# CHALLENGE:
Transcribe every entry word for word. Skip the pictures.

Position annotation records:
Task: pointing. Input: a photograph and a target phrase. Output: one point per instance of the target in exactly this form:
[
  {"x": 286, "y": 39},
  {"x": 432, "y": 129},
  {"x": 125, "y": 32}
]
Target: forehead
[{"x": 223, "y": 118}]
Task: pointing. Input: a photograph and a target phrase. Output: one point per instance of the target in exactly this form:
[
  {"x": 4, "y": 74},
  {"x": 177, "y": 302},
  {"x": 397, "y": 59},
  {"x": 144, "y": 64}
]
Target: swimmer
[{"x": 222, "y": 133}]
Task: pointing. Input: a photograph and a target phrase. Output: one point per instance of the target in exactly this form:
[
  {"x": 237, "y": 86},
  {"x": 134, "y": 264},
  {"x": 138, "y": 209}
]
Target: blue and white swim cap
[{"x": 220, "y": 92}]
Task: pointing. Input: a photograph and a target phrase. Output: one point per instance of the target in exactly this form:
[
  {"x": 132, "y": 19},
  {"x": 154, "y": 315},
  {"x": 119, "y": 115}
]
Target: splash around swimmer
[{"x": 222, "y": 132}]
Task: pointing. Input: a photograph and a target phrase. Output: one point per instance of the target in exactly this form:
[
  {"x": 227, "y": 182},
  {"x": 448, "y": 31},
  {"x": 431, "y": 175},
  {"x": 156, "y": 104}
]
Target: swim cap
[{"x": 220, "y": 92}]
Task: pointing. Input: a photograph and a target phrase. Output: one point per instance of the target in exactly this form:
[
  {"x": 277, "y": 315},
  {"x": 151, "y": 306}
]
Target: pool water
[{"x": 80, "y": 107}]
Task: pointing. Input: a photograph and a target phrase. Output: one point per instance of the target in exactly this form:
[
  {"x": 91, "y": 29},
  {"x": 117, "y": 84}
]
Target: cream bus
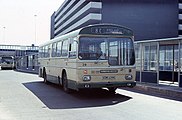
[{"x": 96, "y": 56}]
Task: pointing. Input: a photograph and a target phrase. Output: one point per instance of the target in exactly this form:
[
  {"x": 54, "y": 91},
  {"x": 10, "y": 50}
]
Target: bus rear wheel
[
  {"x": 112, "y": 90},
  {"x": 65, "y": 83}
]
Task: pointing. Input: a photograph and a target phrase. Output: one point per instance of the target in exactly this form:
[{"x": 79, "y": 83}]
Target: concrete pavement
[{"x": 171, "y": 92}]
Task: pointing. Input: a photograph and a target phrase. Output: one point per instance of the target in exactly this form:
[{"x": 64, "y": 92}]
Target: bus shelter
[{"x": 159, "y": 60}]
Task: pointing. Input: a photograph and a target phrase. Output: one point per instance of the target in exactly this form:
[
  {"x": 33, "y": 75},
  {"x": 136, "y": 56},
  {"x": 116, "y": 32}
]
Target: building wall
[{"x": 150, "y": 19}]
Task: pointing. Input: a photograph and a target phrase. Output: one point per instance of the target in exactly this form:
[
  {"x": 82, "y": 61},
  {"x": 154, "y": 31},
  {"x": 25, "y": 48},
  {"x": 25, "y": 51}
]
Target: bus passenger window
[
  {"x": 65, "y": 49},
  {"x": 58, "y": 51}
]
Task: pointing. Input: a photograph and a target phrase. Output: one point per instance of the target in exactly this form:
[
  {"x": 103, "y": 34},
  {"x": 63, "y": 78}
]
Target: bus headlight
[
  {"x": 86, "y": 78},
  {"x": 128, "y": 77}
]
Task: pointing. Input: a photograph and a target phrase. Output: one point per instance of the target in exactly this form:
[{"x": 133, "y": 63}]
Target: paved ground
[{"x": 25, "y": 97}]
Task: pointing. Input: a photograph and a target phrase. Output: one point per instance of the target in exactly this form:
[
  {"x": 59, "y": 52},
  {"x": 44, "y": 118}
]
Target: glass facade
[{"x": 160, "y": 60}]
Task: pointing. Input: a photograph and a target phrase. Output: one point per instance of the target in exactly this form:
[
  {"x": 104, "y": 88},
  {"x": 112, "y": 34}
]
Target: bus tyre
[
  {"x": 112, "y": 90},
  {"x": 65, "y": 83}
]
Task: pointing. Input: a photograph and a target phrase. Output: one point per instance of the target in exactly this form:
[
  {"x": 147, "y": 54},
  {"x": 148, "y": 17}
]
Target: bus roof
[{"x": 96, "y": 29}]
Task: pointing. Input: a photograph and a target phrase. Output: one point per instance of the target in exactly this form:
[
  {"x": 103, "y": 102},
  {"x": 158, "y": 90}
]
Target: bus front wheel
[{"x": 65, "y": 83}]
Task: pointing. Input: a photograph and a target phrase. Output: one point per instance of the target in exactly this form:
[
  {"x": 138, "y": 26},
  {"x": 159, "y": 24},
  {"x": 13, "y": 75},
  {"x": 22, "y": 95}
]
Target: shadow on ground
[{"x": 55, "y": 98}]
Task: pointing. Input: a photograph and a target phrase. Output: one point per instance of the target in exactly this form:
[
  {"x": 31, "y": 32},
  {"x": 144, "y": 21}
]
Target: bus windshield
[{"x": 118, "y": 51}]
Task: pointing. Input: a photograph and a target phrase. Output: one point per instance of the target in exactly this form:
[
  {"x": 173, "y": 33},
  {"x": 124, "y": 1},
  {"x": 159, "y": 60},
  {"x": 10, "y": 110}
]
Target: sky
[{"x": 26, "y": 22}]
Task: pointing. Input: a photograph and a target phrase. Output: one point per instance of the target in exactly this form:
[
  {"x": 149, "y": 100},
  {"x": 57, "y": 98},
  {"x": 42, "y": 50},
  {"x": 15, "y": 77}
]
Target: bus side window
[
  {"x": 73, "y": 49},
  {"x": 54, "y": 49},
  {"x": 59, "y": 44},
  {"x": 64, "y": 52}
]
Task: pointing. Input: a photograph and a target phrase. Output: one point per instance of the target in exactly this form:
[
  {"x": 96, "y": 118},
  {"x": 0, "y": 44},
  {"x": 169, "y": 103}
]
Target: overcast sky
[{"x": 18, "y": 21}]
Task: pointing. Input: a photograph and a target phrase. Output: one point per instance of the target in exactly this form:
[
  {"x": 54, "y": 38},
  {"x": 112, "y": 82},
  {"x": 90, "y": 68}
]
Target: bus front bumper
[{"x": 106, "y": 85}]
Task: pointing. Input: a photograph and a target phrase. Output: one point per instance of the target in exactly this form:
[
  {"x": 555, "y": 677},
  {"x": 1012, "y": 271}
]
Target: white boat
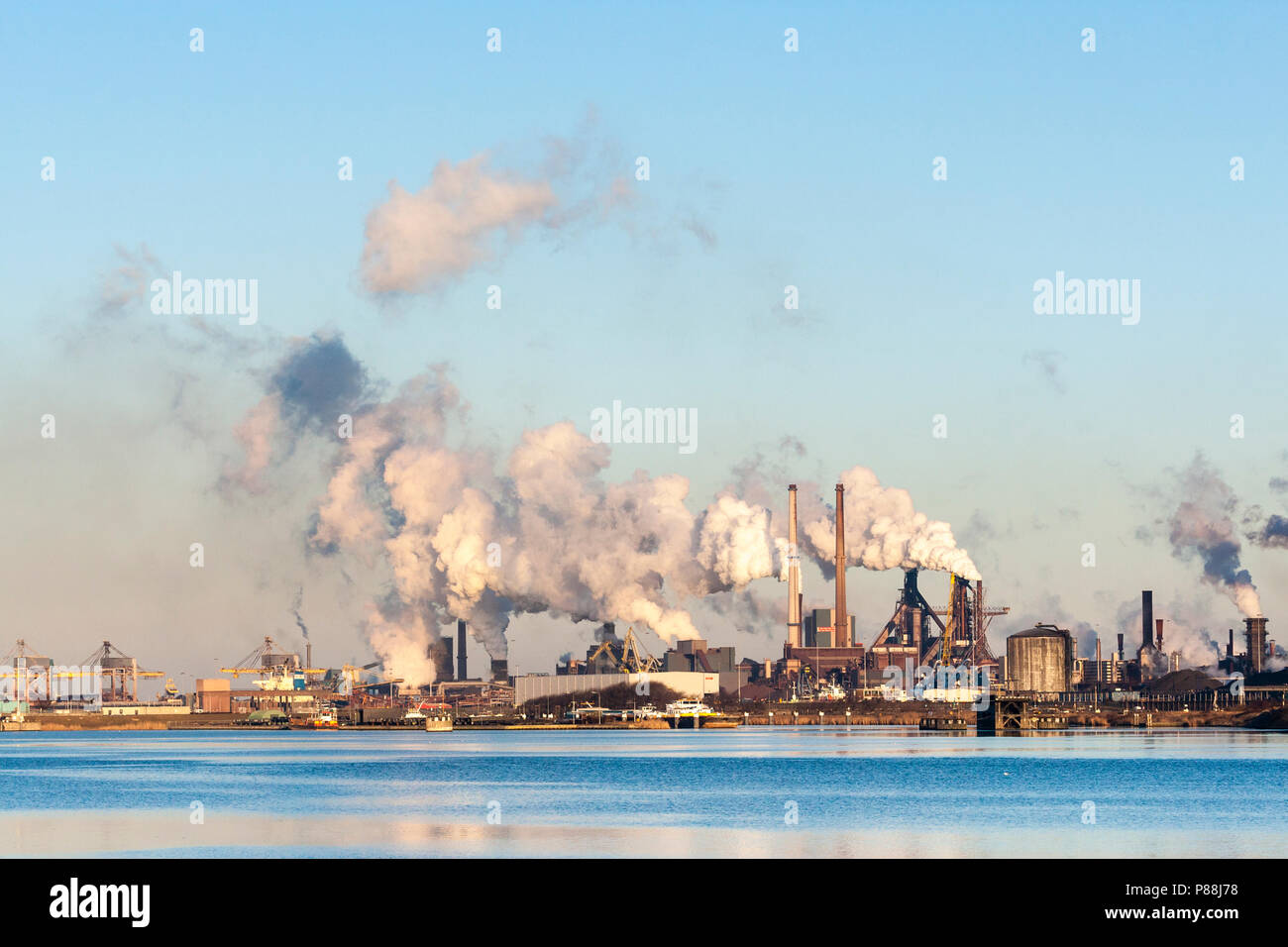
[{"x": 690, "y": 709}]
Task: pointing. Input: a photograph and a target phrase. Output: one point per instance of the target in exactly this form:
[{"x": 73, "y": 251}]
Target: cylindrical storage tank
[{"x": 1039, "y": 660}]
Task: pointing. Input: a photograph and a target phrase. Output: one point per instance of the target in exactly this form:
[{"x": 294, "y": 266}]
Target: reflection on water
[{"x": 863, "y": 791}]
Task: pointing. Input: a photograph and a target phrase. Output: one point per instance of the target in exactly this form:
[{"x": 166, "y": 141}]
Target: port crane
[{"x": 632, "y": 657}]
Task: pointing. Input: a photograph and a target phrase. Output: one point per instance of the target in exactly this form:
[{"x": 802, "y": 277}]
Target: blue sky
[{"x": 810, "y": 169}]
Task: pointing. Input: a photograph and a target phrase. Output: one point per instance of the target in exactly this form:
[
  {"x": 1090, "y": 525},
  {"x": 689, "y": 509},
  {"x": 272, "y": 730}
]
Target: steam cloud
[
  {"x": 1203, "y": 526},
  {"x": 417, "y": 241},
  {"x": 884, "y": 531},
  {"x": 469, "y": 535}
]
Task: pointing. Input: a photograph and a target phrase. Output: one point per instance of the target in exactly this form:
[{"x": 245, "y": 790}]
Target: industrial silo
[{"x": 1039, "y": 660}]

# RESPONSE:
Task: pointing. Input: a photograph and a target phrase. Output: one point per instance of the target in exactly this form:
[
  {"x": 286, "y": 39},
  {"x": 432, "y": 129},
  {"x": 125, "y": 32}
]
Target: forehead
[{"x": 223, "y": 118}]
Task: pointing. Input: a photograph and a target phrase. Output: one point per instance of the target in exactly this form:
[
  {"x": 4, "y": 74},
  {"x": 177, "y": 302},
  {"x": 397, "y": 59},
  {"x": 144, "y": 64}
]
Target: swimmer
[{"x": 222, "y": 133}]
Task: pointing. Input: a photograph and a target phrase. Output: one point per instance of the target in exactly this form:
[
  {"x": 237, "y": 86},
  {"x": 134, "y": 264},
  {"x": 138, "y": 209}
]
Target: blue and white swim cap
[{"x": 220, "y": 92}]
Task: pointing. Input: a photograph and a target phrase. Output: one point per instance of the target in exactly this form:
[
  {"x": 132, "y": 19},
  {"x": 154, "y": 315},
  {"x": 119, "y": 115}
]
Target: splash around swimmer
[{"x": 222, "y": 132}]
Task: pointing. Input: a photograph and a target phrase. Output: one point per instance of the target in exactly this form:
[
  {"x": 227, "y": 182},
  {"x": 448, "y": 31},
  {"x": 431, "y": 175},
  {"x": 156, "y": 104}
]
Target: swim cap
[{"x": 220, "y": 92}]
Task: pointing. Input: a photograph and a target phrase. Output: one point per instance of the target in exactly this form:
[
  {"x": 277, "y": 315},
  {"x": 151, "y": 306}
]
Target: pool water
[{"x": 80, "y": 107}]
Task: pointing. Input: a photograph and a target phrase. Output: one point per instance of the target in exactly this form:
[
  {"x": 91, "y": 29},
  {"x": 117, "y": 84}
]
Target: cream bus
[{"x": 96, "y": 56}]
Task: pointing. Input: a photograph and a target phrase. Output: one point per instance of the target in exactly this form:
[
  {"x": 54, "y": 91},
  {"x": 10, "y": 50}
]
Target: bus rear wheel
[
  {"x": 112, "y": 90},
  {"x": 65, "y": 83}
]
Task: pointing. Input: a photograph and a target phrase. Output: one point per instance of the target in exactly this form:
[{"x": 79, "y": 83}]
Target: concrete pavement
[{"x": 171, "y": 92}]
Task: pointing. Input: a photograph and a target phrase. Output: one point per instance of the target in exactly this form:
[{"x": 64, "y": 92}]
Target: bus shelter
[{"x": 159, "y": 60}]
Task: pointing. Input: a photograph and a target phrase. Output: one point per instance of the target in exactly this form:
[
  {"x": 33, "y": 75},
  {"x": 136, "y": 56},
  {"x": 116, "y": 32}
]
Target: building wall
[{"x": 150, "y": 19}]
Task: pointing. Input: a photograph and a target phrase. Output: one point per instance of the target in exactly this form:
[
  {"x": 82, "y": 61},
  {"x": 154, "y": 31},
  {"x": 25, "y": 48},
  {"x": 25, "y": 51}
]
Target: bus passenger window
[
  {"x": 65, "y": 49},
  {"x": 58, "y": 51}
]
Task: pointing. Input: a photograph and a target phrase. Output: one point per instance of the target in exactly this form:
[
  {"x": 103, "y": 34},
  {"x": 63, "y": 78}
]
Target: bus headlight
[
  {"x": 86, "y": 78},
  {"x": 128, "y": 77}
]
Task: pointing. Input: a photograph and a target phrase. Output: one point per instance of the target in exactly this form:
[{"x": 133, "y": 63}]
Target: paved ground
[{"x": 25, "y": 97}]
Task: pointing. Input: a photograph and a target phrase. Output: one point per instance of the target in exactly this form:
[
  {"x": 59, "y": 52},
  {"x": 44, "y": 118}
]
Target: glass facade
[{"x": 160, "y": 60}]
Task: pointing. Input: a photograph and a target phrase. Output: one point per instance of the target in exactly this form:
[
  {"x": 104, "y": 88},
  {"x": 112, "y": 34}
]
Target: bus tyre
[
  {"x": 112, "y": 90},
  {"x": 65, "y": 83}
]
Task: pointing. Input: a photograph and a target phrase. Output: one point per instance of the target in exactly this form:
[
  {"x": 147, "y": 54},
  {"x": 148, "y": 17}
]
Target: bus roof
[{"x": 96, "y": 29}]
Task: pointing. Input: a photograph and a target phrase. Output: one point per instance of the target in exactly this form:
[
  {"x": 103, "y": 102},
  {"x": 158, "y": 90}
]
Target: bus front wheel
[{"x": 65, "y": 83}]
Task: pointing. Input: a photograph and a target phrase. Output: one point per instance of the target in exactly this form:
[
  {"x": 138, "y": 26},
  {"x": 159, "y": 24},
  {"x": 13, "y": 75},
  {"x": 22, "y": 95}
]
Target: shadow on ground
[{"x": 55, "y": 98}]
Task: pointing. Input: a photograph and a target phrase. Output: one point per instance of the target in exactly this form:
[
  {"x": 31, "y": 32},
  {"x": 144, "y": 21}
]
Target: bus windshield
[{"x": 118, "y": 51}]
Task: pointing. Input: a photograph and a target phrase. Output: one point per instance of the target in exactly this form:
[
  {"x": 173, "y": 33},
  {"x": 124, "y": 1},
  {"x": 159, "y": 60},
  {"x": 10, "y": 110}
]
Target: sky
[{"x": 26, "y": 22}]
Task: pointing. Input: a photograph and a target phrase. Output: one point per instance of the target in exactly this form:
[
  {"x": 149, "y": 100},
  {"x": 57, "y": 98},
  {"x": 42, "y": 50},
  {"x": 15, "y": 77}
]
Target: bus side window
[
  {"x": 73, "y": 49},
  {"x": 54, "y": 49},
  {"x": 59, "y": 44},
  {"x": 64, "y": 52}
]
Task: pointing. Input: a photograph and a target phrase. Output: one point per instance of the target in exactly this form:
[
  {"x": 96, "y": 118},
  {"x": 0, "y": 44},
  {"x": 169, "y": 103}
]
Target: overcast sky
[{"x": 18, "y": 21}]
Task: pointing. Input: a photograph and a target phrase. Output: one point per instance of the target in exactly this form:
[
  {"x": 54, "y": 38},
  {"x": 112, "y": 82},
  {"x": 90, "y": 68}
]
Target: bus front bumper
[{"x": 106, "y": 85}]
Task: pointing. Input: a photograph and a target phrase. Output: one point per instance of the target in exactly this form:
[
  {"x": 555, "y": 677},
  {"x": 1012, "y": 271}
]
Target: white boat
[{"x": 690, "y": 709}]
Task: pointing. Input: a photograph and a target phrase. Output: one point per instance of the target in exactly this form:
[{"x": 73, "y": 251}]
Target: cylindrical storage tank
[{"x": 1039, "y": 660}]
Task: pointing. Input: a photograph and a target phrase. Output: one point per instance of the target in exactly this form:
[{"x": 294, "y": 266}]
Target: reflection on water
[{"x": 863, "y": 791}]
Task: pointing. Input: a photograph and a target phrase. Output: one point per instance of the target in exactly this form:
[{"x": 166, "y": 141}]
Target: port crane
[{"x": 632, "y": 657}]
Task: pointing. Input: a photograph and a target phrase. Output: one point per instance of the target in exactly this form:
[{"x": 802, "y": 277}]
Target: blue sky
[{"x": 810, "y": 169}]
Task: pointing. Input: a photograph and a target phrase. Output: one point per instance of the target in exactly this form:
[
  {"x": 1090, "y": 525},
  {"x": 689, "y": 509},
  {"x": 272, "y": 730}
]
Target: steam cloud
[
  {"x": 1203, "y": 526},
  {"x": 417, "y": 241},
  {"x": 884, "y": 531},
  {"x": 469, "y": 535}
]
Task: pointing. Input: a photograph and a target phrase. Output: one point per instance of the target in exactly this form:
[{"x": 245, "y": 790}]
Target: industrial silo
[{"x": 1039, "y": 660}]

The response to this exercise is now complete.